(PROBLEM) Reproduce each of the lines below verbatim, from first to last, and omit the pictures.

======== PROVIDED MATERIAL

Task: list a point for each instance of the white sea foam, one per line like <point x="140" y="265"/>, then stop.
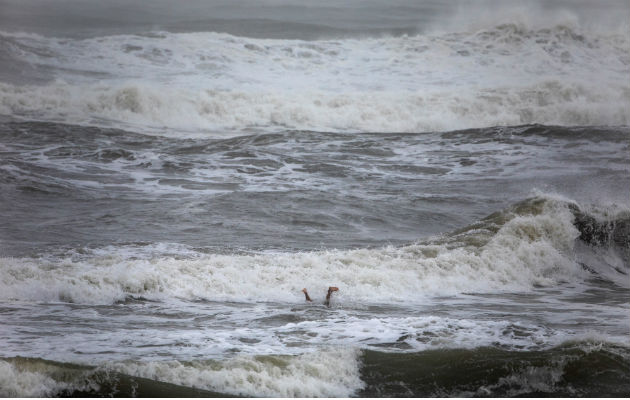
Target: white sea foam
<point x="323" y="373"/>
<point x="36" y="379"/>
<point x="531" y="249"/>
<point x="199" y="82"/>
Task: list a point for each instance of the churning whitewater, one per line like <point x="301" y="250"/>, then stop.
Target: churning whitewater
<point x="172" y="175"/>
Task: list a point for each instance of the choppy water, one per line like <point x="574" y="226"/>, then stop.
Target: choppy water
<point x="171" y="180"/>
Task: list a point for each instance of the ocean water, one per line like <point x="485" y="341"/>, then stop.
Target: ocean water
<point x="173" y="174"/>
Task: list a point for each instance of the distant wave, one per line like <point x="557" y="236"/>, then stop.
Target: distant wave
<point x="207" y="82"/>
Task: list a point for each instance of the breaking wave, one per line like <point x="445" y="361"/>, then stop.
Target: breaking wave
<point x="528" y="245"/>
<point x="506" y="75"/>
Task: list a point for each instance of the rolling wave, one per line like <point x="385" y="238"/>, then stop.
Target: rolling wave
<point x="509" y="74"/>
<point x="528" y="245"/>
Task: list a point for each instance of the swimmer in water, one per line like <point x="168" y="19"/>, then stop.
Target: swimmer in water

================

(RESULT OF THIS EXERCISE)
Task: list a point for each instance of the white sea foam, one per line like <point x="140" y="265"/>, then stop.
Target: white sea foam
<point x="323" y="373"/>
<point x="36" y="379"/>
<point x="531" y="249"/>
<point x="199" y="82"/>
Task: list a point for each instance of the churning whitewater, one per line like <point x="301" y="250"/>, then stop.
Target: churning whitewater
<point x="172" y="175"/>
Task: list a point for each instance of the choppy water, one per line like <point x="574" y="226"/>, then stop.
Target: choppy water
<point x="171" y="180"/>
Task: list a point for each instance of the ocean water, one per line like <point x="485" y="341"/>, then stop.
Target: ocean water
<point x="173" y="174"/>
Task: list a point for each instance of the distant wave, one per line like <point x="557" y="236"/>, then stop.
Target: distant wave
<point x="207" y="82"/>
Task: list a point for each instance of the breaking wave, one per line like <point x="445" y="361"/>, then stop.
Target: breaking wave
<point x="528" y="245"/>
<point x="506" y="75"/>
Task: list a point for each instance of the rolling wave, one per line like <point x="385" y="238"/>, then stop.
Target: rolling wave
<point x="509" y="74"/>
<point x="528" y="245"/>
Task: list a point for each instance of the swimmer in water, one per line like <point x="168" y="19"/>, then stop.
Target: swimmer in water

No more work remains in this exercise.